Stored entries
====================

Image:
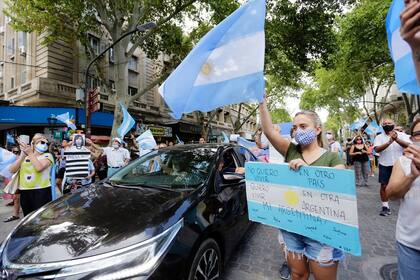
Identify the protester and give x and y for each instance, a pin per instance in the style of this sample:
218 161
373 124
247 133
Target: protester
410 28
34 165
307 127
117 156
15 197
360 158
335 146
390 145
405 185
371 156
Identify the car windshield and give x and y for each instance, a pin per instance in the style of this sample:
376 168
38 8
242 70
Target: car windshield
168 168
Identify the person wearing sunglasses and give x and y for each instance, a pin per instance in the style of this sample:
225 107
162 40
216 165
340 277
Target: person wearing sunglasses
34 166
404 185
360 157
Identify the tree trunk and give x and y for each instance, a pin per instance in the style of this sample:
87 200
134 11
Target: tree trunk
121 85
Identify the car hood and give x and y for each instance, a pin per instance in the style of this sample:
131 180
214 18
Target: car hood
96 220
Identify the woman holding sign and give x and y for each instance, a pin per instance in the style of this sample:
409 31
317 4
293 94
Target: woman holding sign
305 254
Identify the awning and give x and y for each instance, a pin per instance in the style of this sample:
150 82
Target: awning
13 116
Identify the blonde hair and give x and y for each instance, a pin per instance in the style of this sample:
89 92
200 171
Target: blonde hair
317 123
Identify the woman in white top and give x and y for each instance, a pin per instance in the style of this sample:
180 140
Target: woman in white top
405 185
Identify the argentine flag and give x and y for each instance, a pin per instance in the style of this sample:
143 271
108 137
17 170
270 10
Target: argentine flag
127 124
226 67
6 159
405 73
146 141
65 118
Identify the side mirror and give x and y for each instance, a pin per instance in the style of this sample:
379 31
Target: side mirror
233 177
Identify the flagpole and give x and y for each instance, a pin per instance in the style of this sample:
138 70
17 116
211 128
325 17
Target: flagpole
140 28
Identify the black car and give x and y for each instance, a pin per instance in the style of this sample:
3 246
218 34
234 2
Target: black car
175 213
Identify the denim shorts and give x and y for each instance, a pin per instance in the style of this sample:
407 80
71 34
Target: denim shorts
311 249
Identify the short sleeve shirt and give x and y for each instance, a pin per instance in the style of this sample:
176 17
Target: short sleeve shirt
328 159
391 154
30 179
116 157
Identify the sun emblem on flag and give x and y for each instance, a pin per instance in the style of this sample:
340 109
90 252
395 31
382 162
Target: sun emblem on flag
206 68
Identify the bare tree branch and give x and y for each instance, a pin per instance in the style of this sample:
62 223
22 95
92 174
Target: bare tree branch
139 40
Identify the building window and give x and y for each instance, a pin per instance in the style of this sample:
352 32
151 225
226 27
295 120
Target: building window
22 40
23 76
132 91
132 63
94 44
111 55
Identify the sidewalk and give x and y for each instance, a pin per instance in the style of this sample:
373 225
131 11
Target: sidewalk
258 256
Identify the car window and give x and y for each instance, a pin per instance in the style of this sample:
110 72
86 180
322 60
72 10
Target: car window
244 155
168 168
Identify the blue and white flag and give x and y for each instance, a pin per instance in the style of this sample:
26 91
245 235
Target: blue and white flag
226 67
225 137
127 124
6 159
146 140
405 73
65 118
358 124
10 139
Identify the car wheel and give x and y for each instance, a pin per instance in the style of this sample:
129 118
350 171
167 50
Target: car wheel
207 262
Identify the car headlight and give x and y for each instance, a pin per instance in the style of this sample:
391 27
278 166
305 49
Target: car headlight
136 260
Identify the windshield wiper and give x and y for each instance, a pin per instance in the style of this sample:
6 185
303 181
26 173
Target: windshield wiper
136 185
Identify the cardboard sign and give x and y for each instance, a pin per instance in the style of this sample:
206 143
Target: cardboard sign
317 202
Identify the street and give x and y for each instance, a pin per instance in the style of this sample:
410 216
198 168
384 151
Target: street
258 256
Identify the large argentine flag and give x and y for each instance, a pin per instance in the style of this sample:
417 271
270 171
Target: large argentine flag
146 141
405 73
226 67
6 159
127 124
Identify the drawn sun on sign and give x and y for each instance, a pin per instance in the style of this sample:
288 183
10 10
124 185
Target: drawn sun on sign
291 197
206 68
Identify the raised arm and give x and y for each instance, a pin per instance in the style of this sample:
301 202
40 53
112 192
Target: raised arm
279 143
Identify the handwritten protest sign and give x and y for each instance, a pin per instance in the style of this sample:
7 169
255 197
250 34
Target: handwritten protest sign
316 202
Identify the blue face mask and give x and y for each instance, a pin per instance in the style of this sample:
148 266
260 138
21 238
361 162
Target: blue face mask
41 148
305 137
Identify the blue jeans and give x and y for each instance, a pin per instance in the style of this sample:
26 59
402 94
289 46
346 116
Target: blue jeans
408 262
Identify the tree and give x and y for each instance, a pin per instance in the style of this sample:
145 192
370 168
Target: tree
73 20
361 63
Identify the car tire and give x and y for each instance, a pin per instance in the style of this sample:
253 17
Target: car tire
207 262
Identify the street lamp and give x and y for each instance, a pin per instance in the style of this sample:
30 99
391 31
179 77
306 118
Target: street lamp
140 28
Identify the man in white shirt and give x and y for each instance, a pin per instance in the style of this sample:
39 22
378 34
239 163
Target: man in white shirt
391 145
116 156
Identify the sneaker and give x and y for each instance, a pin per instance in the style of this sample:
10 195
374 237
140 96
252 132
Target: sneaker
284 271
385 211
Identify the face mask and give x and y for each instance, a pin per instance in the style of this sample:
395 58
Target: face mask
388 128
41 148
305 137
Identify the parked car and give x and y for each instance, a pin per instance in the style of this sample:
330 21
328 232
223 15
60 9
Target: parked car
174 213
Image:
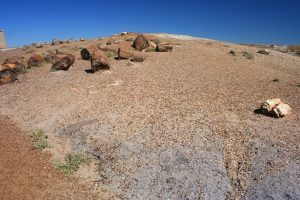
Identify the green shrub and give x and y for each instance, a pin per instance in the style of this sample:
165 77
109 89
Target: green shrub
71 164
40 140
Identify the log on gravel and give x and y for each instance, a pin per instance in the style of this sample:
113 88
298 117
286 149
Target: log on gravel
99 61
86 52
64 63
7 76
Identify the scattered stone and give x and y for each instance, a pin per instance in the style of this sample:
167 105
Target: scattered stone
270 104
137 59
37 45
64 63
86 52
164 47
16 62
57 42
130 63
140 43
36 60
99 61
248 55
232 52
282 110
264 51
7 76
51 57
124 55
112 41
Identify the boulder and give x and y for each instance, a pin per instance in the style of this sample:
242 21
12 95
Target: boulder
57 42
16 62
36 60
51 57
264 51
124 55
64 63
269 104
140 43
86 52
164 47
282 110
99 61
37 45
7 76
137 59
112 41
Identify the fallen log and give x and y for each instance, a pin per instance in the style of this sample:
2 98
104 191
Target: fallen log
86 52
64 63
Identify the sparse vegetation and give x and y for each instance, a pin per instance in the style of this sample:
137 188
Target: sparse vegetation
248 55
40 140
72 163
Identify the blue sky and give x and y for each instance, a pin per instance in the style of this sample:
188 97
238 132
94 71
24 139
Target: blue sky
239 21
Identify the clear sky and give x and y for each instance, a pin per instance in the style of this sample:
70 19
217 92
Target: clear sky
239 21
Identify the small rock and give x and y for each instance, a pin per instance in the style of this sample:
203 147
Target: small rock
264 51
56 42
16 62
64 63
7 76
36 60
140 43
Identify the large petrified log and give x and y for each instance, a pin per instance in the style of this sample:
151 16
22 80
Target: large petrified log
36 60
86 52
7 76
16 62
282 110
99 61
64 63
140 43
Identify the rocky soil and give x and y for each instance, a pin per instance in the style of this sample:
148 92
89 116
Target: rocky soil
180 125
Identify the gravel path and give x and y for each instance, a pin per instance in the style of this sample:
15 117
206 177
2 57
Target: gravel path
180 125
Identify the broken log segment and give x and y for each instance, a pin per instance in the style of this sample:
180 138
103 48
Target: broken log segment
64 63
282 110
88 51
269 104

====================

**YOUR OBJECTIVE**
Convert every line of the material above into a Markdown table with the columns "Row" and "Line," numbering each row and omitting blank lines. Leave the pictures out of the answer.

**FINAL ANSWER**
| Row | Line |
|---|---|
| 1 | Image: |
| 2 | Identify the protester and give x and y for each instance, a pin per instance in the style of this sample: |
| 3 | 218 161 |
| 4 | 373 124 |
| 5 | 247 133 |
| 6 | Target: protester |
| 7 | 410 28 |
| 8 | 34 165 |
| 9 | 307 127 |
| 10 | 117 156 |
| 11 | 15 197 |
| 12 | 360 158 |
| 13 | 335 146 |
| 14 | 390 145 |
| 15 | 405 185 |
| 16 | 371 156 |
| 17 | Identify the car windshield and give x and y for each instance, a pin per instance in the style of this sample: |
| 18 | 376 168 |
| 19 | 38 8 |
| 20 | 242 70 |
| 21 | Target: car windshield |
| 22 | 168 168 |
| 23 | Identify the person wearing sunglasses and give x and y for each instance, a pin per instance in the style of this sample: |
| 24 | 225 107 |
| 25 | 162 40 |
| 26 | 216 165 |
| 27 | 340 277 |
| 28 | Target: person wearing sunglasses |
| 29 | 34 166 |
| 30 | 404 185 |
| 31 | 360 157 |
| 32 | Identify the tree trunk and give x and y for each instance, a pin per instance in the style of this sample: |
| 33 | 87 200 |
| 34 | 134 11 |
| 35 | Target: tree trunk |
| 36 | 121 85 |
| 37 | Identify the car hood and give x and y for each instance, a pin per instance in the style of this sample: |
| 38 | 131 180 |
| 39 | 214 18 |
| 40 | Target: car hood |
| 41 | 96 220 |
| 42 | Identify the woman holding sign and give x and y for each instance, a pin per instance in the style of this sample: |
| 43 | 409 31 |
| 44 | 317 4 |
| 45 | 293 94 |
| 46 | Target: woman holding sign |
| 47 | 305 254 |
| 48 | Identify the awning and give x and y for each instance, a pin per instance in the style of this sample: |
| 49 | 150 82 |
| 50 | Target: awning |
| 51 | 13 116 |
| 52 | Identify the blonde hair and give x and y for each instance, a pin per instance in the style of this sample: |
| 53 | 89 92 |
| 54 | 200 171 |
| 55 | Target: blonde hair |
| 56 | 317 123 |
| 57 | Identify the woman in white top and give x and y for each instance, a pin per instance in the style of this sample: |
| 58 | 180 140 |
| 59 | Target: woman in white top |
| 60 | 405 185 |
| 61 | Identify the argentine flag and give x and y for each instance, a pin per instance in the style of this sample: |
| 62 | 143 271 |
| 63 | 108 137 |
| 64 | 17 170 |
| 65 | 270 10 |
| 66 | Target: argentine flag |
| 67 | 127 124 |
| 68 | 226 67 |
| 69 | 6 159 |
| 70 | 405 73 |
| 71 | 146 141 |
| 72 | 65 118 |
| 73 | Identify the side mirror and give x and y for each instance, a pin per instance in the style of this sample: |
| 74 | 379 31 |
| 75 | Target: side mirror |
| 76 | 233 177 |
| 77 | Identify the flagpole and give x and y for each instance, a pin per instance in the style of this sample: |
| 78 | 138 70 |
| 79 | 17 116 |
| 80 | 211 128 |
| 81 | 325 17 |
| 82 | Target: flagpole |
| 83 | 140 28 |
| 84 | Identify the black car and give x and y for each instance, a pin per instance in the style of this sample: |
| 85 | 3 246 |
| 86 | 218 34 |
| 87 | 234 2 |
| 88 | Target: black car |
| 89 | 175 213 |
| 90 | Identify the denim shorts and give x and y for each instance, a pin per instance in the style of this sample: |
| 91 | 407 80 |
| 92 | 71 34 |
| 93 | Target: denim shorts |
| 94 | 311 249 |
| 95 | Identify the short sleeve shirt and give x and y for each instance, a pin per instance in the style of this sample: |
| 96 | 176 17 |
| 97 | Target: short sleeve shirt |
| 98 | 328 159 |
| 99 | 391 154 |
| 100 | 30 179 |
| 101 | 116 157 |
| 102 | Identify the sun emblem on flag and give x and y for each instance, a pin per instance in the style of this sample: |
| 103 | 340 109 |
| 104 | 90 252 |
| 105 | 395 31 |
| 106 | 382 162 |
| 107 | Target: sun emblem on flag |
| 108 | 206 68 |
| 109 | Identify the bare tree branch and give x and y for each instance, a pin per instance in the style of this sample: |
| 110 | 62 223 |
| 111 | 22 95 |
| 112 | 92 174 |
| 113 | Target: bare tree branch |
| 114 | 139 40 |
| 115 | Identify the building window and give x and y for each instance, a pin per instance in the style of this sample: |
| 116 | 352 32 |
| 117 | 151 225 |
| 118 | 226 27 |
| 119 | 295 120 |
| 120 | Target: building window |
| 121 | 22 40 |
| 122 | 23 76 |
| 123 | 132 91 |
| 124 | 132 63 |
| 125 | 94 44 |
| 126 | 111 55 |
| 127 | Identify the sidewalk and give x and y for each instance, a pin per instance in the style of this sample: |
| 128 | 373 225 |
| 129 | 131 11 |
| 130 | Target: sidewalk |
| 131 | 258 256 |
| 132 | Identify the car window and give x and y for each instance, a pin per instance in the style of this sample: |
| 133 | 110 72 |
| 134 | 86 180 |
| 135 | 322 60 |
| 136 | 72 10 |
| 137 | Target: car window |
| 138 | 244 155 |
| 139 | 168 168 |
| 140 | Identify the blue and white flag and give x and y for each instance, a pin per instance in the style of this sample: |
| 141 | 26 91 |
| 142 | 245 235 |
| 143 | Target: blue and white flag |
| 144 | 226 67 |
| 145 | 225 137 |
| 146 | 127 124 |
| 147 | 6 159 |
| 148 | 146 140 |
| 149 | 405 73 |
| 150 | 65 118 |
| 151 | 358 124 |
| 152 | 10 139 |
| 153 | Identify the car wheel and give x and y for each instance, a pin per instance in the style of this sample: |
| 154 | 129 118 |
| 155 | 350 171 |
| 156 | 167 50 |
| 157 | Target: car wheel |
| 158 | 207 262 |
| 159 | Identify the car headlight and give x and y for each instance, a pin per instance in the style of this sample: |
| 160 | 391 27 |
| 161 | 278 166 |
| 162 | 305 49 |
| 163 | Target: car headlight |
| 164 | 136 260 |
| 165 | Identify the windshield wiper and give x and y for each instance, a pin per instance in the style of this sample: |
| 166 | 6 185 |
| 167 | 303 181 |
| 168 | 26 173 |
| 169 | Target: windshield wiper |
| 170 | 136 185 |
| 171 | Identify the cardboard sign and give x and y for each instance, a pin per instance in the style of this sample: |
| 172 | 206 143 |
| 173 | Target: cardboard sign |
| 174 | 317 202 |
| 175 | Identify the street and give x and y for each instance, a pin per instance in the style of this sample: |
| 176 | 410 216 |
| 177 | 198 168 |
| 178 | 384 151 |
| 179 | Target: street |
| 180 | 258 256 |
| 181 | Identify the large argentine flag and give x and y for each instance, a pin per instance in the style of this sample: |
| 182 | 417 271 |
| 183 | 270 171 |
| 184 | Target: large argentine flag |
| 185 | 146 141 |
| 186 | 405 73 |
| 187 | 226 67 |
| 188 | 6 159 |
| 189 | 127 124 |
| 190 | Identify the drawn sun on sign and give x and y for each instance, a pin per instance in the style of this sample: |
| 191 | 288 183 |
| 192 | 10 10 |
| 193 | 124 185 |
| 194 | Target: drawn sun on sign |
| 195 | 291 197 |
| 196 | 206 68 |
| 197 | Identify the raised arm and give x and y for each instance, a pin per instance in the style of this sample: |
| 198 | 301 202 |
| 199 | 40 53 |
| 200 | 112 192 |
| 201 | Target: raised arm |
| 202 | 279 143 |
| 203 | Identify the handwritten protest sign and give x and y for each instance, a pin per instance in the style of this sample: |
| 204 | 7 169 |
| 205 | 255 197 |
| 206 | 250 34 |
| 207 | Target: handwritten protest sign |
| 208 | 316 202 |
| 209 | Identify the blue face mask and give x and y for each instance, a pin per instance in the style of this sample: |
| 210 | 148 266 |
| 211 | 260 138 |
| 212 | 21 238 |
| 213 | 361 162 |
| 214 | Target: blue face mask |
| 215 | 41 148 |
| 216 | 305 137 |
| 217 | Identify the blue jeans and give x and y for each instance, a pin per instance in the style of this sample: |
| 218 | 26 59 |
| 219 | 402 94 |
| 220 | 289 46 |
| 221 | 346 116 |
| 222 | Target: blue jeans |
| 223 | 408 262 |
| 224 | Identify the tree and give x and y for each instance, a pin per instance in the style of this sample: |
| 225 | 145 192 |
| 226 | 370 168 |
| 227 | Target: tree |
| 228 | 73 20 |
| 229 | 361 63 |
| 230 | Identify the car tire and give x and y for each instance, a pin per instance in the style of this sample: |
| 231 | 253 17 |
| 232 | Target: car tire |
| 233 | 207 262 |
| 234 | Identify the street lamp and give x and y for each instance, a pin per instance in the style of this sample: |
| 235 | 30 99 |
| 236 | 391 31 |
| 237 | 179 77 |
| 238 | 306 118 |
| 239 | Target: street lamp |
| 240 | 140 28 |
| 241 | Identify the man in white shirt and give x and y for each instance, a pin per instance in the style of this sample: |
| 242 | 39 22 |
| 243 | 378 34 |
| 244 | 239 163 |
| 245 | Target: man in white shirt |
| 246 | 391 145 |
| 247 | 116 156 |
| 248 | Identify the sneaker and give x and y for each instance, a pin per instance in the style of this sample: |
| 249 | 10 195 |
| 250 | 374 237 |
| 251 | 140 96 |
| 252 | 252 132 |
| 253 | Target: sneaker |
| 254 | 284 271 |
| 255 | 385 211 |
| 256 | Identify the face mask and give x and y for each instance, a pin per instance in the style of this sample: |
| 257 | 395 58 |
| 258 | Target: face mask |
| 259 | 388 128 |
| 260 | 41 148 |
| 261 | 305 137 |
| 262 | Identify the parked car and give x and y for each instance, a pin per instance in the style of this sample: |
| 263 | 330 21 |
| 264 | 328 232 |
| 265 | 223 15 |
| 266 | 60 9 |
| 267 | Target: parked car |
| 268 | 174 213 |
| 269 | Image: |
| 270 | Identify the green shrub and give x and y for each instance, a pin per instance in the style of this sample: |
| 271 | 165 77 |
| 272 | 109 89 |
| 273 | Target: green shrub |
| 274 | 71 164 |
| 275 | 40 140 |
| 276 | Identify the log on gravel and give x and y for each instance, a pin per instance in the style of this sample: |
| 277 | 113 88 |
| 278 | 298 117 |
| 279 | 286 149 |
| 280 | Target: log on gravel |
| 281 | 99 61 |
| 282 | 86 52 |
| 283 | 64 63 |
| 284 | 7 76 |
| 285 | Identify the scattered stone and give x and y for each instance, a pin per instance in the style of this sample: |
| 286 | 167 105 |
| 287 | Target: scattered stone |
| 288 | 270 104 |
| 289 | 137 59 |
| 290 | 37 45 |
| 291 | 64 63 |
| 292 | 86 52 |
| 293 | 164 47 |
| 294 | 16 62 |
| 295 | 57 42 |
| 296 | 130 63 |
| 297 | 140 43 |
| 298 | 36 60 |
| 299 | 99 61 |
| 300 | 248 55 |
| 301 | 232 52 |
| 302 | 282 110 |
| 303 | 264 51 |
| 304 | 7 76 |
| 305 | 51 57 |
| 306 | 124 55 |
| 307 | 112 41 |
| 308 | Identify the boulder and give x and y for each instance, a pin per instance in the style of this sample: |
| 309 | 242 21 |
| 310 | 12 95 |
| 311 | Target: boulder |
| 312 | 57 42 |
| 313 | 16 62 |
| 314 | 36 60 |
| 315 | 51 57 |
| 316 | 264 51 |
| 317 | 124 55 |
| 318 | 64 63 |
| 319 | 269 104 |
| 320 | 140 43 |
| 321 | 86 52 |
| 322 | 164 47 |
| 323 | 282 110 |
| 324 | 99 61 |
| 325 | 37 45 |
| 326 | 7 76 |
| 327 | 137 59 |
| 328 | 112 41 |
| 329 | Identify the fallen log and give x and y for each instance, a pin per instance in the style of this sample: |
| 330 | 2 98 |
| 331 | 104 191 |
| 332 | Target: fallen log |
| 333 | 86 52 |
| 334 | 64 63 |
| 335 | Identify the sparse vegetation and give x and y for each instance, a pin per instance in the style of this sample: |
| 336 | 137 188 |
| 337 | Target: sparse vegetation |
| 338 | 248 55 |
| 339 | 40 140 |
| 340 | 72 163 |
| 341 | Identify the blue sky and give x and y for each instance, a pin per instance in the style of this sample: |
| 342 | 188 97 |
| 343 | 238 132 |
| 344 | 94 71 |
| 345 | 24 139 |
| 346 | Target: blue sky |
| 347 | 239 21 |
| 348 | Identify the clear sky and give x and y for each instance, a pin per instance in the style of this sample: |
| 349 | 70 19 |
| 350 | 217 92 |
| 351 | Target: clear sky |
| 352 | 239 21 |
| 353 | Identify the small rock and give x and y for each instance, a pin per instance in the style of this sample: |
| 354 | 203 147 |
| 355 | Target: small rock |
| 356 | 264 51 |
| 357 | 56 42 |
| 358 | 16 62 |
| 359 | 64 63 |
| 360 | 7 76 |
| 361 | 36 60 |
| 362 | 140 43 |
| 363 | Identify the large petrified log and give x and y for each instance, a pin per instance in the style of this sample: |
| 364 | 151 16 |
| 365 | 22 80 |
| 366 | Target: large petrified log |
| 367 | 36 60 |
| 368 | 86 52 |
| 369 | 7 76 |
| 370 | 16 62 |
| 371 | 282 110 |
| 372 | 99 61 |
| 373 | 64 63 |
| 374 | 140 43 |
| 375 | Identify the rocky soil and give x and y for each instance, a pin per instance in the style of this sample: |
| 376 | 148 92 |
| 377 | 89 116 |
| 378 | Target: rocky soil |
| 379 | 180 125 |
| 380 | Identify the gravel path and give x and y for each instance, a pin per instance in the style of this sample: |
| 381 | 15 117 |
| 382 | 206 177 |
| 383 | 2 57 |
| 384 | Target: gravel path |
| 385 | 180 125 |
| 386 | Identify the broken log segment and give x and y for each instance, a pin per instance in the style of this sample: |
| 387 | 180 138 |
| 388 | 103 48 |
| 389 | Target: broken log segment |
| 390 | 64 63 |
| 391 | 282 110 |
| 392 | 88 51 |
| 393 | 269 104 |